[Stored entries]
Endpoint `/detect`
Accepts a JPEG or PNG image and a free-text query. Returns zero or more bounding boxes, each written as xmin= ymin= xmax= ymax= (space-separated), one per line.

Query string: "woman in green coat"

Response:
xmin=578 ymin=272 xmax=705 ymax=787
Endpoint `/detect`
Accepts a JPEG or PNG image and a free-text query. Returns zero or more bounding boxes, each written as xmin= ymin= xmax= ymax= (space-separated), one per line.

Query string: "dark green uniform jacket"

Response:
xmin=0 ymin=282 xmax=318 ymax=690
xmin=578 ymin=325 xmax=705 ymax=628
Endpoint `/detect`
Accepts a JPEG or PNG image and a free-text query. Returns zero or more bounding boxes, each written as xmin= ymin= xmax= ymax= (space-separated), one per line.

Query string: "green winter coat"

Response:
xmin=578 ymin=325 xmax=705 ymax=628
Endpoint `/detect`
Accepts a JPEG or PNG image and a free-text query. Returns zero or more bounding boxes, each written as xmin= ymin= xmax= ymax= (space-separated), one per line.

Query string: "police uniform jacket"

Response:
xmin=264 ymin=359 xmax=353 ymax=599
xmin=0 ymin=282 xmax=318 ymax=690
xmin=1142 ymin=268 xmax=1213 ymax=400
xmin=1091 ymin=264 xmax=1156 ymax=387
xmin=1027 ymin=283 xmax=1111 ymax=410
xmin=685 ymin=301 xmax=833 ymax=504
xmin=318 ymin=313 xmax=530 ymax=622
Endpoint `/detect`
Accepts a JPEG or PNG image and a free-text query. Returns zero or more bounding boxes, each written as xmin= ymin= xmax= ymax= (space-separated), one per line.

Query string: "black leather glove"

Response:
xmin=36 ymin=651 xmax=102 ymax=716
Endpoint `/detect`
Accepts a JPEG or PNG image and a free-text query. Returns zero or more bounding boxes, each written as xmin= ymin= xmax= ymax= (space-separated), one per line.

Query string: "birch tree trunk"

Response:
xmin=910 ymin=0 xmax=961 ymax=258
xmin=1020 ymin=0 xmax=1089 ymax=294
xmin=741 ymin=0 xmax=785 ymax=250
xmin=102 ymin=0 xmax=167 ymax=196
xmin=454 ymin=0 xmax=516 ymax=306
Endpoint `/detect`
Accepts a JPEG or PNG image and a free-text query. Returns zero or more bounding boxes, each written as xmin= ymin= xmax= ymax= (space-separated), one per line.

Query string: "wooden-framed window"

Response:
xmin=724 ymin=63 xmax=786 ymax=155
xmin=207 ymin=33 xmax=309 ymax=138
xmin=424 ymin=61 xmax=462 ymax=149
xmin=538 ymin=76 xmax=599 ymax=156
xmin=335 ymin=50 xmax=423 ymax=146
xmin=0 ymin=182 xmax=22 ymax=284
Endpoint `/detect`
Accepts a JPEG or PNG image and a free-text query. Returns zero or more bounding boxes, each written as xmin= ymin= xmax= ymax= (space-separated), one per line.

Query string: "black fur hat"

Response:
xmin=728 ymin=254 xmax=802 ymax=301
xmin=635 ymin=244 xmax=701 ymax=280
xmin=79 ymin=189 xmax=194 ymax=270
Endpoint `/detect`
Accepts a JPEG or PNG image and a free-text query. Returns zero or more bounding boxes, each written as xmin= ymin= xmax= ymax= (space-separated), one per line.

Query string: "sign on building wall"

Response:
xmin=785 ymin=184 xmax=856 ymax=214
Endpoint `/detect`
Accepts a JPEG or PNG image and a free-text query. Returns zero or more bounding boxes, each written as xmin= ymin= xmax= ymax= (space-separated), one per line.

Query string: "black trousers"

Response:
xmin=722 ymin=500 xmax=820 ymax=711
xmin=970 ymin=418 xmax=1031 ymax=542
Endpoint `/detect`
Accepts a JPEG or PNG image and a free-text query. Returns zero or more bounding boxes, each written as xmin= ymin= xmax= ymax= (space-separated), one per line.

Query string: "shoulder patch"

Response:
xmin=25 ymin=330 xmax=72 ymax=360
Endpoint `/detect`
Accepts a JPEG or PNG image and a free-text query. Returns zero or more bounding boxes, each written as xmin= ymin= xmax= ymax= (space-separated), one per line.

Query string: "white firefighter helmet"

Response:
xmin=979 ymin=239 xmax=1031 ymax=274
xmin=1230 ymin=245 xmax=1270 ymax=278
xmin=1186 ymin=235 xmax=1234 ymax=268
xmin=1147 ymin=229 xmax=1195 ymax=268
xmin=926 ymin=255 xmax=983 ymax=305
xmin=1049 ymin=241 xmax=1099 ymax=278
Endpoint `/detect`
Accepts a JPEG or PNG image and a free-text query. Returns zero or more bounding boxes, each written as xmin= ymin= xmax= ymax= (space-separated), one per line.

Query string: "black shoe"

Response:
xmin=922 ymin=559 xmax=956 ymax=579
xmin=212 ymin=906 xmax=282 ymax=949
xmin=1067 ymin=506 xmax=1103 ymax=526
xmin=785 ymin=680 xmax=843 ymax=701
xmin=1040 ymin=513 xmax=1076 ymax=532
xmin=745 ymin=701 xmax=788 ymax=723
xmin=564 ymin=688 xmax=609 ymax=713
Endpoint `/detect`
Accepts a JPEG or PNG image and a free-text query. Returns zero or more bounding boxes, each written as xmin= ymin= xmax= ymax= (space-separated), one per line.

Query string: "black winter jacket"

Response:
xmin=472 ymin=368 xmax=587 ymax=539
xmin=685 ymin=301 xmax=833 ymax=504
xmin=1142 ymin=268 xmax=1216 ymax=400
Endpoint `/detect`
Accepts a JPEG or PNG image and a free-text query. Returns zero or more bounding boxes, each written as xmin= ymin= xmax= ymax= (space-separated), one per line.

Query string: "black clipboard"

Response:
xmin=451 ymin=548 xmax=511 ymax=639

==

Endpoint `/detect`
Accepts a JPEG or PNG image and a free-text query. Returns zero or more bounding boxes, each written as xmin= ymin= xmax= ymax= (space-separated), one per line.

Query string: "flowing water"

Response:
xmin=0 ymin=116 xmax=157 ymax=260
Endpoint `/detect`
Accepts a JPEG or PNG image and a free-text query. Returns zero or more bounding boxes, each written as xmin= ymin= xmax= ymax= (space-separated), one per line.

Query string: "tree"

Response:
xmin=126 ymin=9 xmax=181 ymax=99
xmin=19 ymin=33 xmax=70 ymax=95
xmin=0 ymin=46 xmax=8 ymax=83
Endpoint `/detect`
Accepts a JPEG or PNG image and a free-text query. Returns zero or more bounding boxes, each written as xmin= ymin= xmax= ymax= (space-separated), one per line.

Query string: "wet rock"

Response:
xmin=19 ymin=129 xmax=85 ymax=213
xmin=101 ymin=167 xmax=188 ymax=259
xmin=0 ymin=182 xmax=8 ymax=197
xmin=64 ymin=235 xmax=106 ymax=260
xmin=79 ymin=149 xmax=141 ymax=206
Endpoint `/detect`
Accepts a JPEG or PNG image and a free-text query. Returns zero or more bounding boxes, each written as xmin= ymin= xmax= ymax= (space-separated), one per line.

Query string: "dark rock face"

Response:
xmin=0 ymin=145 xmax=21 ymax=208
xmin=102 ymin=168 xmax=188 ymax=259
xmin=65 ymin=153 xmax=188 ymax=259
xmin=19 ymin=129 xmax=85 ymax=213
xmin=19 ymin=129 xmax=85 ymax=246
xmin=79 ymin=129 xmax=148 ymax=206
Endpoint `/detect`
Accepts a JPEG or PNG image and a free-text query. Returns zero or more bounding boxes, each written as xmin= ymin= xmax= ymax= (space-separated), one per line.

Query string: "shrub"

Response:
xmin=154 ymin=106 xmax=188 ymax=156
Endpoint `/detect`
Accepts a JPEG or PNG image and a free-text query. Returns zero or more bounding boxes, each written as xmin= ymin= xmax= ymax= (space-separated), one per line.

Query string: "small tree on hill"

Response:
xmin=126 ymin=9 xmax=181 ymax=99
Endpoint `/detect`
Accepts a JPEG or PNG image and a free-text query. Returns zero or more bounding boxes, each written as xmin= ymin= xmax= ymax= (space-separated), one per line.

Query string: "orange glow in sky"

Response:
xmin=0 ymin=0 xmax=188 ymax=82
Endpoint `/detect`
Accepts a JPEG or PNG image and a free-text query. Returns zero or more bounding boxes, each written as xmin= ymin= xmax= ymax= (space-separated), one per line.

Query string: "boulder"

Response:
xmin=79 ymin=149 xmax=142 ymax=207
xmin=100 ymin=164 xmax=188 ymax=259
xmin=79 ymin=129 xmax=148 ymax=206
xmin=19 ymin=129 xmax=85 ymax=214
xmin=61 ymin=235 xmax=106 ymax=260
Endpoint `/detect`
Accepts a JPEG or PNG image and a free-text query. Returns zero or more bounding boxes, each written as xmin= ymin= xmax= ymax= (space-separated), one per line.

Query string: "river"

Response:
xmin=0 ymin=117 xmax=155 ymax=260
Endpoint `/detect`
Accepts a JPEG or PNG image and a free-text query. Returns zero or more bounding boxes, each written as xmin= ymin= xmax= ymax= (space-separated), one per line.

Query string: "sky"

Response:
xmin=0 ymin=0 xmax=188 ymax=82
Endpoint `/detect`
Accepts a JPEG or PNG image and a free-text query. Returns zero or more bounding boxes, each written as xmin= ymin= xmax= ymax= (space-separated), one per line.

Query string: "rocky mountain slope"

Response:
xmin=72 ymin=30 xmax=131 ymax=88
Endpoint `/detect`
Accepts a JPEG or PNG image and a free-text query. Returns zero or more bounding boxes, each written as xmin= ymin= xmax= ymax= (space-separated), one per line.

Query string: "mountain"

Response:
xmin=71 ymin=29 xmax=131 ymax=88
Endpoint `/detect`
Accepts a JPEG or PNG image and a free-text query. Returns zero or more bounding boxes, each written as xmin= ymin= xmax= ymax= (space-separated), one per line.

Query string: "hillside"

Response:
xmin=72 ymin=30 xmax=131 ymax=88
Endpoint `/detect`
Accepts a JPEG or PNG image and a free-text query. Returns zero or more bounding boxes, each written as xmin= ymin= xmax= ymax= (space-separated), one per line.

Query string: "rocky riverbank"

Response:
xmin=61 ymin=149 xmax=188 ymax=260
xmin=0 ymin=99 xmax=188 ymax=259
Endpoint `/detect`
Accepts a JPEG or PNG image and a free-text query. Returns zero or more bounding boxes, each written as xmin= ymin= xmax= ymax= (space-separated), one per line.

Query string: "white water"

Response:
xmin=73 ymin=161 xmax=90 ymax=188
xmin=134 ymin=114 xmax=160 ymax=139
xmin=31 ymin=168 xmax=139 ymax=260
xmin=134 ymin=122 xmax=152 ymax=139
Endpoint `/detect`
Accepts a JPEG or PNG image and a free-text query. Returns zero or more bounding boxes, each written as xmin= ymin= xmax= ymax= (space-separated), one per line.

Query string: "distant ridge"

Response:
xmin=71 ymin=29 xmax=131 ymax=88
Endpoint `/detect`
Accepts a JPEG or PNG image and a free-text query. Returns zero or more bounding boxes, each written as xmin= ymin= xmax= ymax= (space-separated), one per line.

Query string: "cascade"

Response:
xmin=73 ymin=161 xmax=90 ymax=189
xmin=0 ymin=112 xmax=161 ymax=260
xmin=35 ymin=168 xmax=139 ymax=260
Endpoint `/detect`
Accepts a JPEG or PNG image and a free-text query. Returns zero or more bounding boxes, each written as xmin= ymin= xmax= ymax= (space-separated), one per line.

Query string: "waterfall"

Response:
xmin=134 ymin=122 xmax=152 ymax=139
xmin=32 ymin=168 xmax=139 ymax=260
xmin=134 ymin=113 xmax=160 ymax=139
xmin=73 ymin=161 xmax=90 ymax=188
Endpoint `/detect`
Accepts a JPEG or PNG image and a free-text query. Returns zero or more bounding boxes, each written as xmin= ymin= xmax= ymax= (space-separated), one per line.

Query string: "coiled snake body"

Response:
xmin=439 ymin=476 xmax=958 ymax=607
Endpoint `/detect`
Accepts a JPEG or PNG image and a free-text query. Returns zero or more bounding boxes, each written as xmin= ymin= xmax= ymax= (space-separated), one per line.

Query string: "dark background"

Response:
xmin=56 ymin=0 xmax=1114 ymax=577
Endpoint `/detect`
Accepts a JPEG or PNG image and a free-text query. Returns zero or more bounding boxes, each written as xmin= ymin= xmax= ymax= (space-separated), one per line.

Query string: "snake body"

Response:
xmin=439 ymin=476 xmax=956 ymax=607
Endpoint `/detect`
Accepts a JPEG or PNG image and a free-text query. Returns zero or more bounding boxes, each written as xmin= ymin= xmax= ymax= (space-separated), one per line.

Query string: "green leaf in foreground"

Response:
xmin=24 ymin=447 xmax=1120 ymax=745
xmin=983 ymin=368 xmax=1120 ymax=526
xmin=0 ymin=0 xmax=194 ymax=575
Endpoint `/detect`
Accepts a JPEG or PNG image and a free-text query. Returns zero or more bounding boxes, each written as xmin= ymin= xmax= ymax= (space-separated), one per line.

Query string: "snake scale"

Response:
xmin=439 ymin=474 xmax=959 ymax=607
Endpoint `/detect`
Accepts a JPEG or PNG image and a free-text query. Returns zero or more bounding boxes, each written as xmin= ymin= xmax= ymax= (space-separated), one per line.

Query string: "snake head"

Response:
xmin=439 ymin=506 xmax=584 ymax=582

## Work required
Count how many lines in the records above contain the string "winter", with case counting. Reply with the number alone.

## Result below
2